Cette paracha inaugure une série de quatre parachiot parmi les plus dures de tout le Tanakh concernant le peuple d’Israël et l’on doit immédiatement relever à ce propos que le récit biblique n’en cache et n’en atténue rien. Jusqu’à présent a été décrite l’organisation pour ainsi dire idéale de ce peuple. Désormais, le voici à l’épreuve. Pour bien comprendre ce qui va suivre, il faut en effet revenir sur un des épisodes les plus marquants relatés dans la paracha précédente, celui au terme duquel le peuple ayant exigé d’être nourri de viande Moïse éclate de chagrin, allant jusqu’à requérir de Dieu la fin de ses jours.

PARACHA CHELAH’LEKHA

( Nb, 13 et sq )

Moïse sent que sa fin approche, que le plus difficile de l’histoire de son peuple commence. Aux abords de la terre de Canaan, le Créateur lui demande d’y envoyer un groupe d’explorateurs afin d’investiguer dans toute la contrée pour savoir quelle est sa conformation, sa fécondité, la disposition physique et mentale de ses habitants actuels, la forme de ses villes et leurs défenses, et s’il s’y trouve « de l’arbre ou rien (êts in ayn ) », formule sur laquelle on reviendra.
_ _ _ _
Énoncé 1:
Dites si chacune des affirmations suivantes est conforme à l’article, en répondant par oui ou par non et en citant mot pour mot le passage qui tranche.
(a) Après que le peuple a exigé de la viande, Moïse va jusqu’à demander à Dieu de mettre fin à ses jours.
(b) Le récit biblique adoucit la dureté des épisodes concernant le peuple d’Israël.
(c) Moïse décide de lui-même d’envoyer des explorateurs en Canaan.
Énoncé 2:
Répondez brièvement à ces questions sur l’article.
(a) De combien de parachiot se compose la série que cette paracha inaugure ?
(b) Aux abords de quelle terre se trouve Moïse lorsque le Créateur s’adresse à lui ?
(c) Quelle formule en hébreu accompagne l’expression « de l’arbre ou rien » ?
Énoncé 3: Transcrivez le passage de l’article qui commence aux mots « Moïse sent que » et s’arrête après les mots « laquelle on reviendra. ».
Les données n’ont aucun rapport avec l’article.

Données:
_ _ _ _
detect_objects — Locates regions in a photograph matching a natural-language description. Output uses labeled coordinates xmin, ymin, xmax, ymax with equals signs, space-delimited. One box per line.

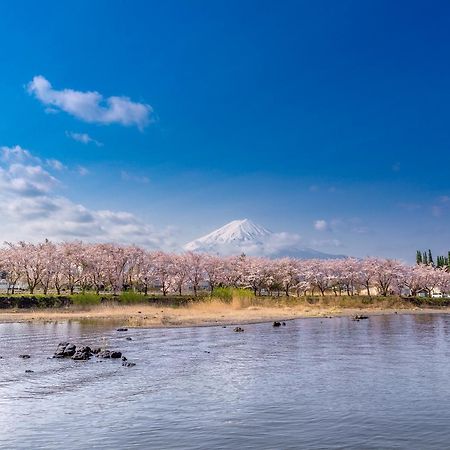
_ _ _ _
Corrigé 1:
(a) Oui : « Moïse éclate de chagrin, allant jusqu’à requérir de Dieu la fin de ses jours ».
(b) Non : « le récit biblique n’en cache et n’en atténue rien ».
(c) Non : « le Créateur lui demande d’y envoyer un groupe d’explorateurs ».

Corrigé 2:
(a) Quatre parachiot.
(b) La terre de Canaan.
(c) « êts in ayn ».

Corrigé 3:
Moïse sent que sa fin approche, que le plus difficile de l’histoire de son peuple commence. Aux abords de la terre de Canaan, le Créateur lui demande d’y envoyer un groupe d’explorateurs afin d’investiguer dans toute la contrée pour savoir quelle est sa conformation, sa fécondité, la disposition physique et mentale de ses habitants actuels, la forme de ses villes et leurs défenses, et s’il s’y trouve « de l’arbre ou rien (êts in ayn ) », formule sur laquelle on reviendra.